To be done ▸ Convert the records, starting with the line that contains "Expected behaviour: for every instance of the loader step, pick" and going on through the line that contains "x=544 y=550", into a two-column CSV with the columns text and answer. Use one row per record, and put each field in quotes with line breaks replaced by spaces.

Task data ▸
* Begin *
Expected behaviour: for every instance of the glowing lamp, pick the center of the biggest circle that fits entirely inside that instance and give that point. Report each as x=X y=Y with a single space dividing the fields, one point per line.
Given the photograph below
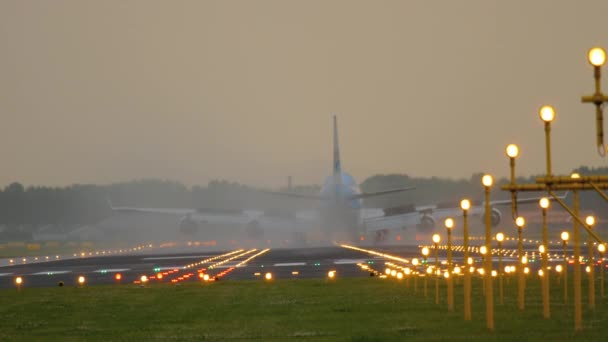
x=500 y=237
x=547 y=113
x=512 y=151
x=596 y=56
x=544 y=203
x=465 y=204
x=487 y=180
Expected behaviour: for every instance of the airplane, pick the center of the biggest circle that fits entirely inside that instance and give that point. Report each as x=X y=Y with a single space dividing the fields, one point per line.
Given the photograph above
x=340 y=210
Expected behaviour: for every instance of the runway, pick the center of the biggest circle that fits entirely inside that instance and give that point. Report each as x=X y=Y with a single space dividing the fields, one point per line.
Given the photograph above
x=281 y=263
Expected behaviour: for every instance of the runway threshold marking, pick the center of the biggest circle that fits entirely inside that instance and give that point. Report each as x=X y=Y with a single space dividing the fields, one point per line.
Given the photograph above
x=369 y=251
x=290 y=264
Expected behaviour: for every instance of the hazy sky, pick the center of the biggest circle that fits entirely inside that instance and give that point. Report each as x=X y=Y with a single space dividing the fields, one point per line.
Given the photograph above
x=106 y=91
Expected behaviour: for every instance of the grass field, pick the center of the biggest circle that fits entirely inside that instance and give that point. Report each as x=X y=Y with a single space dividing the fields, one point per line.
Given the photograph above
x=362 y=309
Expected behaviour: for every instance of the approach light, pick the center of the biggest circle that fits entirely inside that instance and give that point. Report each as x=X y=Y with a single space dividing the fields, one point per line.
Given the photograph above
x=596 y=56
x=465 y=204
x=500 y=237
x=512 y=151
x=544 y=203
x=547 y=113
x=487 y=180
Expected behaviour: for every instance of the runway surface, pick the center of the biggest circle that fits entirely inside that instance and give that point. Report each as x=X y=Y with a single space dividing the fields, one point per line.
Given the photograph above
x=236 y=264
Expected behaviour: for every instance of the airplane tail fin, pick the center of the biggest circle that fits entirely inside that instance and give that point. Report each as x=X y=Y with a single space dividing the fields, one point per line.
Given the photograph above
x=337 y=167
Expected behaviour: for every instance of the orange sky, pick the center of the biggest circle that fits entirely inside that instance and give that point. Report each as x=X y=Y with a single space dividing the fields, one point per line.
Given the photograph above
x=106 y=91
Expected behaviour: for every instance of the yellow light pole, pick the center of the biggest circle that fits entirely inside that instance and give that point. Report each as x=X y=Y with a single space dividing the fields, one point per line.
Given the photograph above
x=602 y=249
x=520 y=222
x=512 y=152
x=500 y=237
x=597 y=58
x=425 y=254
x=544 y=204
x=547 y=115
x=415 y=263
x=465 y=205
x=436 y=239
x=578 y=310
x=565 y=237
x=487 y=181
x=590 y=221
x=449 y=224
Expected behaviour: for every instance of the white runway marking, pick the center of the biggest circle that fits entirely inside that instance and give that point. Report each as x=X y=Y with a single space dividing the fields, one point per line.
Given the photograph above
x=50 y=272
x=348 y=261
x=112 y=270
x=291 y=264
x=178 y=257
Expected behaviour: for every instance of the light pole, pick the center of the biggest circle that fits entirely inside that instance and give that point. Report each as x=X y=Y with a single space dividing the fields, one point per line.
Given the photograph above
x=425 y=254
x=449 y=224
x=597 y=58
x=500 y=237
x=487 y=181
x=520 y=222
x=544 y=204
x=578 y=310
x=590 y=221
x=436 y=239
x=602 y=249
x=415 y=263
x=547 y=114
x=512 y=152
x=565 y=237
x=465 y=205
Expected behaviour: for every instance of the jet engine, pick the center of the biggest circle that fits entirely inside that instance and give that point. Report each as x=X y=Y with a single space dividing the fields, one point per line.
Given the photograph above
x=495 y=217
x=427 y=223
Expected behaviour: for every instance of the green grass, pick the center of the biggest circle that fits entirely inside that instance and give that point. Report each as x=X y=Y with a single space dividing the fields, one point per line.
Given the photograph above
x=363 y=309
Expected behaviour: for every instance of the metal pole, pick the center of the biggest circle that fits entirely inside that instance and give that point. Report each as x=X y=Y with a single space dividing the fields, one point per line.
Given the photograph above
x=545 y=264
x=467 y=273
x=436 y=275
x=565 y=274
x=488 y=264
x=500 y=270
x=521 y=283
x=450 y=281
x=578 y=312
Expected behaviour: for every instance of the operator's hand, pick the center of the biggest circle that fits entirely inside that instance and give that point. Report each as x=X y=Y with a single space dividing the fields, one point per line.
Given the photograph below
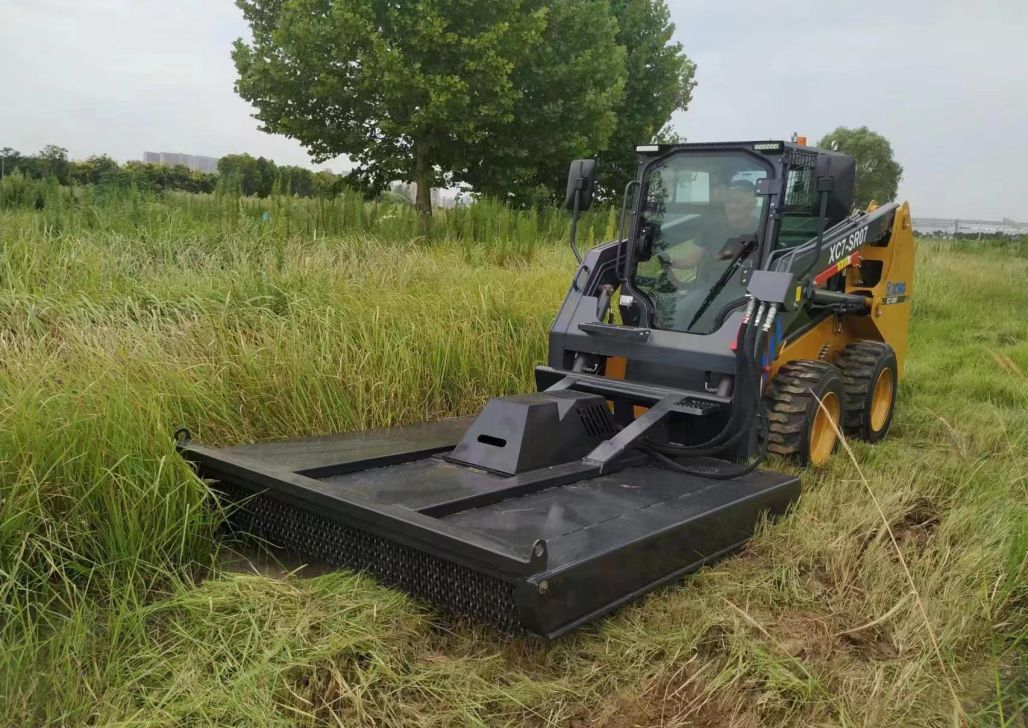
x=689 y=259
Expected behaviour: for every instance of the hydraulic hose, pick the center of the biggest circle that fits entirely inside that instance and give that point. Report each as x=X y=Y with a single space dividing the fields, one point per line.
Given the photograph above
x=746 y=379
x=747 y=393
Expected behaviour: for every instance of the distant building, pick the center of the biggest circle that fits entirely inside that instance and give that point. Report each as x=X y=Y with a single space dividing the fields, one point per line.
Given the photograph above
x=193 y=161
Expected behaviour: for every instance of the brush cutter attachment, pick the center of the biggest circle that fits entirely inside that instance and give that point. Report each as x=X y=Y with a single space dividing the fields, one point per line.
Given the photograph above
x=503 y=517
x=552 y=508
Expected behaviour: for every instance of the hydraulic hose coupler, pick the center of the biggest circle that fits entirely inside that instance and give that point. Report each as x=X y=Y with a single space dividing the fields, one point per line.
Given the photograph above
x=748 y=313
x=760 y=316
* End *
* Begin *
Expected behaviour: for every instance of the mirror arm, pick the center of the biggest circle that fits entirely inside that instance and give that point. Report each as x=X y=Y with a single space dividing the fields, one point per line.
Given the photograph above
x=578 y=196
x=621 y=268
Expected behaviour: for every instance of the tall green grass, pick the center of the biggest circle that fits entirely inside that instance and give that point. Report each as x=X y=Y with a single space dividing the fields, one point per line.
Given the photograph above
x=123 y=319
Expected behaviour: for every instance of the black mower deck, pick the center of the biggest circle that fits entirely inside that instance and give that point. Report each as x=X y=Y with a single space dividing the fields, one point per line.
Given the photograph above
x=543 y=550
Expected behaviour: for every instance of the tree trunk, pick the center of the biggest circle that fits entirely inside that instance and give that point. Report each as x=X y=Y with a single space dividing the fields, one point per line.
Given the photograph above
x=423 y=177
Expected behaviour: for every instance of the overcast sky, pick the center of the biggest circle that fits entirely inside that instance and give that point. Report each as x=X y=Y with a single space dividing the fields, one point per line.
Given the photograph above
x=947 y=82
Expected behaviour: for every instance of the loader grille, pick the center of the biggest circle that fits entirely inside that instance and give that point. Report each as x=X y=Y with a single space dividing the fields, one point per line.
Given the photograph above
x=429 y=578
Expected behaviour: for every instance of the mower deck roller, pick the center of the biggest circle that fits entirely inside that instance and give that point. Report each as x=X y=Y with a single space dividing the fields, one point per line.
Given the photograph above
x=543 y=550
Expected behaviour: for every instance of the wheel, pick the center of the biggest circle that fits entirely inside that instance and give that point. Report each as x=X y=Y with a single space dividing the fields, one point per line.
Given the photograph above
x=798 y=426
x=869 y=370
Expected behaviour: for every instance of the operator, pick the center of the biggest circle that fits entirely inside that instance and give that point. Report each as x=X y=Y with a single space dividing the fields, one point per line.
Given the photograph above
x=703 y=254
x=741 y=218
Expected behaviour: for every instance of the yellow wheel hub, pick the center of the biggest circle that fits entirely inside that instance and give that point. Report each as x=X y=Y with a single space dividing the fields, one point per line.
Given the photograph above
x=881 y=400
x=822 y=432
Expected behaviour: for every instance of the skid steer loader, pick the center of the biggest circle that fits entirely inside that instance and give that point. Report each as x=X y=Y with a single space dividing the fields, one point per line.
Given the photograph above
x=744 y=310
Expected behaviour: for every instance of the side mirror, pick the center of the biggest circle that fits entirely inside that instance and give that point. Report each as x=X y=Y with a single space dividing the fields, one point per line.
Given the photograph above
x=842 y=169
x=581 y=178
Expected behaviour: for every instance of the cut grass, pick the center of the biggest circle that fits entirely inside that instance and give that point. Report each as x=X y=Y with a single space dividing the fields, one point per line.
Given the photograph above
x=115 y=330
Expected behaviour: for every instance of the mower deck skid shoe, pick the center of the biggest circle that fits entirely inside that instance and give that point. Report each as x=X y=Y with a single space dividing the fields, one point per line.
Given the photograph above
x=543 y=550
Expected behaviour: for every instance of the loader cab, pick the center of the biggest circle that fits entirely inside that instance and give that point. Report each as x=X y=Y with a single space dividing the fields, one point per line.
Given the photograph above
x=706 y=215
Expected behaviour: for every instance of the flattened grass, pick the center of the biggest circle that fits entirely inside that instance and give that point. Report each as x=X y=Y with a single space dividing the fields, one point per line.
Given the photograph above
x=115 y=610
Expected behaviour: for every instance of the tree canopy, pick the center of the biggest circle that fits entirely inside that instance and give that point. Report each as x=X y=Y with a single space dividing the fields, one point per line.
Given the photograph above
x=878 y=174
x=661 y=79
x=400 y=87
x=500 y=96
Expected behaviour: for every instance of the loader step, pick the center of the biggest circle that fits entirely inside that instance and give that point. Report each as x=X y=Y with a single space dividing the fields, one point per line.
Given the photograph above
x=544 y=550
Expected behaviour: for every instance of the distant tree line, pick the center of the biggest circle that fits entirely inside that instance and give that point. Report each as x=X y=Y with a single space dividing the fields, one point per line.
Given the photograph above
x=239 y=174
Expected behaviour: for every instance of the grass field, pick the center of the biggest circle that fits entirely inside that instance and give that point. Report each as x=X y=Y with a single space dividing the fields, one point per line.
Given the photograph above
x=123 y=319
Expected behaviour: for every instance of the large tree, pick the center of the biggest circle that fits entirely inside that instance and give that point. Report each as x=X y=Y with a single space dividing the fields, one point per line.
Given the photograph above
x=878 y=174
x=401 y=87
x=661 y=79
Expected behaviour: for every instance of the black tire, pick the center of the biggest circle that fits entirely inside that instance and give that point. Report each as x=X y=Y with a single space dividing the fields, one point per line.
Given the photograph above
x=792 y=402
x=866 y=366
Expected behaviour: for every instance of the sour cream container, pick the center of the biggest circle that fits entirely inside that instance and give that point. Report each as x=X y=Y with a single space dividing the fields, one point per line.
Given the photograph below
* End *
Answer to this problem ▸
text,answer
"Expected behaviour: for every instance of the loader step, pick the center of the biggest circle that fits entirely inside that instance and give that point. Report each as x=X y=Y with a single space dividing the fields, one point per line. Given the photograph above","x=544 y=550"